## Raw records
......

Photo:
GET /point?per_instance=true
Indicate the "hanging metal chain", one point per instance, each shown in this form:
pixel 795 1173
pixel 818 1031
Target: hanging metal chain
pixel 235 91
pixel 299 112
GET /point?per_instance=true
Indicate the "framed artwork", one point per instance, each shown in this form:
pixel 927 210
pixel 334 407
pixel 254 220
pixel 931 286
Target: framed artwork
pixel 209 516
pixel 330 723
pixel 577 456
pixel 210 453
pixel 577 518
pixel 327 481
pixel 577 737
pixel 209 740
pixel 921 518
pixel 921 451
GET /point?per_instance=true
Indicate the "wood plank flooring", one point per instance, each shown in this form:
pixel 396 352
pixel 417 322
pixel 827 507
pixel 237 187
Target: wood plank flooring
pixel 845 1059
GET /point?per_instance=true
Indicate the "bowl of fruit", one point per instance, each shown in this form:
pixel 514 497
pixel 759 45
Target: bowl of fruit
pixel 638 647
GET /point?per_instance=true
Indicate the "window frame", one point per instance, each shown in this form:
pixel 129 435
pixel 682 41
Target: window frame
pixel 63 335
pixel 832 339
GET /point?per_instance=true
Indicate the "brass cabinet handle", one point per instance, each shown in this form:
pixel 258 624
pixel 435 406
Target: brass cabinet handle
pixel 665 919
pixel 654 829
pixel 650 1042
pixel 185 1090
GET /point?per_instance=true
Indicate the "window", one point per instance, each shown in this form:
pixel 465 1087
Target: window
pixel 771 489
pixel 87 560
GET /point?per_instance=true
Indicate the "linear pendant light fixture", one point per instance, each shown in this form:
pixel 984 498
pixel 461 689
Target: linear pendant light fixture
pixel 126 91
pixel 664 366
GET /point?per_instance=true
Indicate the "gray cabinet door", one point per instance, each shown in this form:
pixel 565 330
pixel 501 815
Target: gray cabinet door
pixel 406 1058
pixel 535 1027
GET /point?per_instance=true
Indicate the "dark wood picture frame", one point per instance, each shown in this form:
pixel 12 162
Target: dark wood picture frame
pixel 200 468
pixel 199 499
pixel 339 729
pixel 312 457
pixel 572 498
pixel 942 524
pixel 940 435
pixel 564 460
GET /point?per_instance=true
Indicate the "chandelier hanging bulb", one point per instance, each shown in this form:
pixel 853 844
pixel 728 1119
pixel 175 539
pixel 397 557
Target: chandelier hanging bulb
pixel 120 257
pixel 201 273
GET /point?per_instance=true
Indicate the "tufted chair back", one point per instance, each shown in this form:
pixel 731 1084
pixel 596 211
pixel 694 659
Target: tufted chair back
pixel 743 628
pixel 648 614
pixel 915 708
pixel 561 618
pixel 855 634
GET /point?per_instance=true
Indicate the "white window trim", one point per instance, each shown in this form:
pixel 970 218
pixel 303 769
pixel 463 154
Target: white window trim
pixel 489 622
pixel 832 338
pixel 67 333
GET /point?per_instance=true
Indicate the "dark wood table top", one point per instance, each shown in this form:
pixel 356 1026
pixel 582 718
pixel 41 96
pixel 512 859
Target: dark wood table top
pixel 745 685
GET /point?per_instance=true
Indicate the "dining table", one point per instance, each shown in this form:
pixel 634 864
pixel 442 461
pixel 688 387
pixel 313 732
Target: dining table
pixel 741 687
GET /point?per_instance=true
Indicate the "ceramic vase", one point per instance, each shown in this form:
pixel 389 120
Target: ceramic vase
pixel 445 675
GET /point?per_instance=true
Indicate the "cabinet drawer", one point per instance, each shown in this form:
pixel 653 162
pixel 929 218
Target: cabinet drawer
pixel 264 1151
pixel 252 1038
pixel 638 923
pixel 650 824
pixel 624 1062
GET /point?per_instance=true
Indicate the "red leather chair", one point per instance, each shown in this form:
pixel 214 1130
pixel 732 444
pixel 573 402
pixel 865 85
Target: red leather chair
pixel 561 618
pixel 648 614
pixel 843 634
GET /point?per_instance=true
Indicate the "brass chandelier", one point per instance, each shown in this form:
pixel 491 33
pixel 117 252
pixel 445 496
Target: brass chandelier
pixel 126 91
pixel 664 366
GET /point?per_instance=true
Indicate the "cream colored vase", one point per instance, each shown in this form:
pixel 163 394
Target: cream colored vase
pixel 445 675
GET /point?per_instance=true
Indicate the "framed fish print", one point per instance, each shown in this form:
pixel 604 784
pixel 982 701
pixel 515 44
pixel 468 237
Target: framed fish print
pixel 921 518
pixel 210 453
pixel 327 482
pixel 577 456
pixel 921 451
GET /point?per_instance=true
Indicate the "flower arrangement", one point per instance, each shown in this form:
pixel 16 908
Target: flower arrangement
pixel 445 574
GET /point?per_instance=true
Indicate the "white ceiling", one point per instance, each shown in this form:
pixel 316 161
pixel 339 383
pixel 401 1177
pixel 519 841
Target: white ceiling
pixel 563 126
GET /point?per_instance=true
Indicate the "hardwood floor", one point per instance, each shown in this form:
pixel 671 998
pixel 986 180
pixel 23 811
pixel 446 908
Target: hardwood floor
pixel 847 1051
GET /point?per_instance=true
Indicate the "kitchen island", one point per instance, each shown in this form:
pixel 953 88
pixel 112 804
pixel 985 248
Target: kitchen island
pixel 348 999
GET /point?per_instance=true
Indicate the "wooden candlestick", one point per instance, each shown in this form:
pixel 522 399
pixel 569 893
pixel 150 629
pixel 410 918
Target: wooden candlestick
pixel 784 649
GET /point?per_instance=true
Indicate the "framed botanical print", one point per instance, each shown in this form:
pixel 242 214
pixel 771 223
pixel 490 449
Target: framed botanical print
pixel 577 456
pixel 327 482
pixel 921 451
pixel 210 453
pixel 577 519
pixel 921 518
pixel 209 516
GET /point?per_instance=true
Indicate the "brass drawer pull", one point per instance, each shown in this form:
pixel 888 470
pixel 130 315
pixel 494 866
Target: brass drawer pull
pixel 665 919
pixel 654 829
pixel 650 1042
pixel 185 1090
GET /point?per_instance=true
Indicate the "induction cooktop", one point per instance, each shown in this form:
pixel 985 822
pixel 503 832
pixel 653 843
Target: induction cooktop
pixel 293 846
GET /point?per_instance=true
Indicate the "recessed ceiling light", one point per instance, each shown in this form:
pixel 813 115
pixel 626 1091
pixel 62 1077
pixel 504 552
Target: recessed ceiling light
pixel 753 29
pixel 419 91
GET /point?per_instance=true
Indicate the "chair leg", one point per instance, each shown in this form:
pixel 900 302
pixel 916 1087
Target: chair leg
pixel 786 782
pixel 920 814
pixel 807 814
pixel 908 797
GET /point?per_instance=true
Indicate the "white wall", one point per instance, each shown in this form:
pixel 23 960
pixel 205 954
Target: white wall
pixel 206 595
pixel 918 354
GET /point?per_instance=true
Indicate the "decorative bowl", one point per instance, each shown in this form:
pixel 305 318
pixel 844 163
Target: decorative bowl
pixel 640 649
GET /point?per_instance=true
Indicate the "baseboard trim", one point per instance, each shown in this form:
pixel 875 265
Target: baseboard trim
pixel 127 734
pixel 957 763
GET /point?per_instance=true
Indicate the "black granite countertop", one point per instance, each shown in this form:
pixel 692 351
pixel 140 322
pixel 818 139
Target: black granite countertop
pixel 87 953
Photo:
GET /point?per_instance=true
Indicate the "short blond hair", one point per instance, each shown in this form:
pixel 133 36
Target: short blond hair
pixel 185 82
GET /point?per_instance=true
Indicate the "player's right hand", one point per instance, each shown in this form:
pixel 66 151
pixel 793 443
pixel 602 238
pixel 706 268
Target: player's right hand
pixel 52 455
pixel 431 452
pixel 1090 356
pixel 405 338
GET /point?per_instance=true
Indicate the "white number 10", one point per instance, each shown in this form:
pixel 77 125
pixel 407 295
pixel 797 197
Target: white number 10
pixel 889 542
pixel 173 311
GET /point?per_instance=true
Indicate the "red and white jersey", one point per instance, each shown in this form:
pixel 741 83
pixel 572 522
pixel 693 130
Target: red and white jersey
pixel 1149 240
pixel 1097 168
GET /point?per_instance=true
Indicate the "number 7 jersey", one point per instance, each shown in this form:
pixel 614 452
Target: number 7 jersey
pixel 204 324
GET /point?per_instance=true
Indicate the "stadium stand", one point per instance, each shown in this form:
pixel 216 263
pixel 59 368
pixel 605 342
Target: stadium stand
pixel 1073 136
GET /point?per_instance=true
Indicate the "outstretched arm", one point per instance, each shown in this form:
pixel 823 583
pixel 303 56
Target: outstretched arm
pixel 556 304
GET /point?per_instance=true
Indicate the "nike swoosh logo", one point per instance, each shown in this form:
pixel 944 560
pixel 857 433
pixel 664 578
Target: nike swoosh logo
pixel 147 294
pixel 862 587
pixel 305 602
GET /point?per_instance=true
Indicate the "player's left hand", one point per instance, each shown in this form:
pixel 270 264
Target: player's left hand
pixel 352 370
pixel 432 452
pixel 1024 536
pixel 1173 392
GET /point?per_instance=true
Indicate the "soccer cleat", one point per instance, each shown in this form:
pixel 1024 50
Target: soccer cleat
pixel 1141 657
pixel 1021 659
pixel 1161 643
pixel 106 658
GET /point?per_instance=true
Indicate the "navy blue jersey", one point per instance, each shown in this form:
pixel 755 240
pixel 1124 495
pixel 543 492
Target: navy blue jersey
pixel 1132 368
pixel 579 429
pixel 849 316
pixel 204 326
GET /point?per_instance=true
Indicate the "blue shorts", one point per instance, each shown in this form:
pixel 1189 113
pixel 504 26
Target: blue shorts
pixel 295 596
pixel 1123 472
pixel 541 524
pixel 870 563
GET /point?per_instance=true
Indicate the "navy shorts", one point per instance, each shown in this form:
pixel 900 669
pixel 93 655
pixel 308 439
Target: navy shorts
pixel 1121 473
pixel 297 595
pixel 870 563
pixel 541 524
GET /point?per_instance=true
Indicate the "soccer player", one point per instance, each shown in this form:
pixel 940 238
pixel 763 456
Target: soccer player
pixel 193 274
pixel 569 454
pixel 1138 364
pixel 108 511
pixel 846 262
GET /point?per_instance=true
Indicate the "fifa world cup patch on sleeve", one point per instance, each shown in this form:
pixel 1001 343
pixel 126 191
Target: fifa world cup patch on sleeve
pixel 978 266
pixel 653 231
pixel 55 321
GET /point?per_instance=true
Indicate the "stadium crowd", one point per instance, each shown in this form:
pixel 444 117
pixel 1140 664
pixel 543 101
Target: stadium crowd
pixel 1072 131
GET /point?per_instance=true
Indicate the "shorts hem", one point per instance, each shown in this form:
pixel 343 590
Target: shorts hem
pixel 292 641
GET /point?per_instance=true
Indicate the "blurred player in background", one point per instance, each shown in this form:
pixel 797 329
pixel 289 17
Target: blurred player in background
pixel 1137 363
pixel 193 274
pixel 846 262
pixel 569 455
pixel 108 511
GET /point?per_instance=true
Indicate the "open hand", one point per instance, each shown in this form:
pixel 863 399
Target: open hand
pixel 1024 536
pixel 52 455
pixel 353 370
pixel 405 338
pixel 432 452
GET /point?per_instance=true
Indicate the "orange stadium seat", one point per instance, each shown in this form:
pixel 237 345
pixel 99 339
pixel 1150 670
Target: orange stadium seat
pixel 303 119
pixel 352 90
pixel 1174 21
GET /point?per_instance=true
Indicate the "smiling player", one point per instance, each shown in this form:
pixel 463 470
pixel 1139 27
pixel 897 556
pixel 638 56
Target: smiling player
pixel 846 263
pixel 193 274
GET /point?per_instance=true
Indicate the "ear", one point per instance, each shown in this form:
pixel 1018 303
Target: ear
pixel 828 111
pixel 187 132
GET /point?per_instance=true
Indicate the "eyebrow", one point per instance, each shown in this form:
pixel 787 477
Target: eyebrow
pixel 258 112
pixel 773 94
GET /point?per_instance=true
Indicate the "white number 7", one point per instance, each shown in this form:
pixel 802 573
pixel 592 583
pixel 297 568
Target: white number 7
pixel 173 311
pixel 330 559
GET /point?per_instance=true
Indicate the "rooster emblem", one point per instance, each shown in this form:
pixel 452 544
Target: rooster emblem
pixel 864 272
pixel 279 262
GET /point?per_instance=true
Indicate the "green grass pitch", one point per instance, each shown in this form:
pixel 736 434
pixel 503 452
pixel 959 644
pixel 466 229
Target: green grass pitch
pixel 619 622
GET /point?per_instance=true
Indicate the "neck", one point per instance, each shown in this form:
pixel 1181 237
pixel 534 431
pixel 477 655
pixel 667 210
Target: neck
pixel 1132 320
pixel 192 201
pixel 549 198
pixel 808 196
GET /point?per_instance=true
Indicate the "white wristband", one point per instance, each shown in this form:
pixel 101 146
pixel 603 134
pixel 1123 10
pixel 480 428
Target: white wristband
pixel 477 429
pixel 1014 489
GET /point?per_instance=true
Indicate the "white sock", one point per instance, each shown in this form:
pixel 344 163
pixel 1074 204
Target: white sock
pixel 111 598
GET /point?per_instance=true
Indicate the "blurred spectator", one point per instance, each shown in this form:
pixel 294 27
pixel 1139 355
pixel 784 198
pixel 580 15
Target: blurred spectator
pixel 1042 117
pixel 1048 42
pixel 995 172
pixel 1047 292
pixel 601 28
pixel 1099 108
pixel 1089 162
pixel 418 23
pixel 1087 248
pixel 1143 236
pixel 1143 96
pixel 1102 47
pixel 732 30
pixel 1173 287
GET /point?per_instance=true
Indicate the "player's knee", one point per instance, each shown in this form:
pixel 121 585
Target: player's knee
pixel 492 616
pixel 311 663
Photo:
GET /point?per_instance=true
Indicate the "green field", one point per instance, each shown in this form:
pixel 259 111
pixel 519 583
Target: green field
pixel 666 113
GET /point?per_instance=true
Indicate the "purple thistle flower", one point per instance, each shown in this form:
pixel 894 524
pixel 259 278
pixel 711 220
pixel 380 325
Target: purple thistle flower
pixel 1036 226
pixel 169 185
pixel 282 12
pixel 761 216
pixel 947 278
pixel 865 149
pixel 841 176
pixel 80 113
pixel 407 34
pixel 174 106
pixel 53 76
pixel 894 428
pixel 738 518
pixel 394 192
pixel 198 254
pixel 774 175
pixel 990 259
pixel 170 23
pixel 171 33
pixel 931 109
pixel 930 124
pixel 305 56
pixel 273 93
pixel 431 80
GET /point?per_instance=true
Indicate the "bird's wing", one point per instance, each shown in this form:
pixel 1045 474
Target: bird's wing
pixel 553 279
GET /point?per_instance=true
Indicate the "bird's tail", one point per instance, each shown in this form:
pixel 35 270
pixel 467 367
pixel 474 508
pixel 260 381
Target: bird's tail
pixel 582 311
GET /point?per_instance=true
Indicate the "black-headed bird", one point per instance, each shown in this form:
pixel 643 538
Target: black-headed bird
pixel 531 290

......

## Goal of the exercise
Update the records from the start through the line with "pixel 564 460" by changing "framed artwork" to "framed painting" wherever it appears there. Give back only those lines, with nothing else altered.

## Exercise response
Photo:
GET /point?per_instance=true
Indicate the "hanging metal chain", one point per instance, each shown in this form:
pixel 795 1173
pixel 818 1031
Target: hanging metal chain
pixel 235 91
pixel 299 112
GET /point?per_instance=true
Indicate the "framed painting", one point per instance, each shown in this form:
pixel 927 210
pixel 334 407
pixel 254 220
pixel 931 286
Target: framed painting
pixel 209 516
pixel 330 723
pixel 577 456
pixel 210 453
pixel 577 518
pixel 327 481
pixel 577 737
pixel 209 740
pixel 921 518
pixel 921 451
GET /point?per_instance=true
Indicate the "wood plank flooring", one point per instance, each shown in this form:
pixel 396 352
pixel 417 322
pixel 827 507
pixel 237 187
Target: wood plank flooring
pixel 845 1059
GET /point?per_instance=true
Indicate the "bowl of fruit", one point per instance, each shown in this form:
pixel 514 497
pixel 759 45
Target: bowl of fruit
pixel 638 647
GET /point?per_instance=true
Indicate the "window frame", one point per instance, each shown in this form:
pixel 129 435
pixel 682 41
Target: window frame
pixel 63 335
pixel 832 339
GET /point?per_instance=true
Indicate the "brass cabinet handle", one point per instance, each shown in this form:
pixel 258 624
pixel 435 406
Target: brass cabinet handle
pixel 665 919
pixel 654 829
pixel 650 1042
pixel 185 1090
GET /point?per_instance=true
Indicate the "window", one point per instance, each shown in this form:
pixel 465 1087
Target: window
pixel 771 489
pixel 87 560
GET /point?per_instance=true
Indicate the "linear pendant light fixture", one point per instance, each shown in this form:
pixel 984 498
pixel 461 689
Target: linear pendant light fixture
pixel 126 91
pixel 664 366
GET /point?per_instance=true
Indicate the "gray cabinet door", one point per instance, each shown in this form:
pixel 565 330
pixel 501 815
Target: gray cabinet door
pixel 406 1058
pixel 535 1027
GET /point?per_instance=true
Indicate the "dark wood picture frame", one point per instance, each shown in this form:
pixel 12 162
Target: dark wood picture frame
pixel 200 468
pixel 199 499
pixel 339 729
pixel 312 457
pixel 572 498
pixel 942 524
pixel 940 435
pixel 564 460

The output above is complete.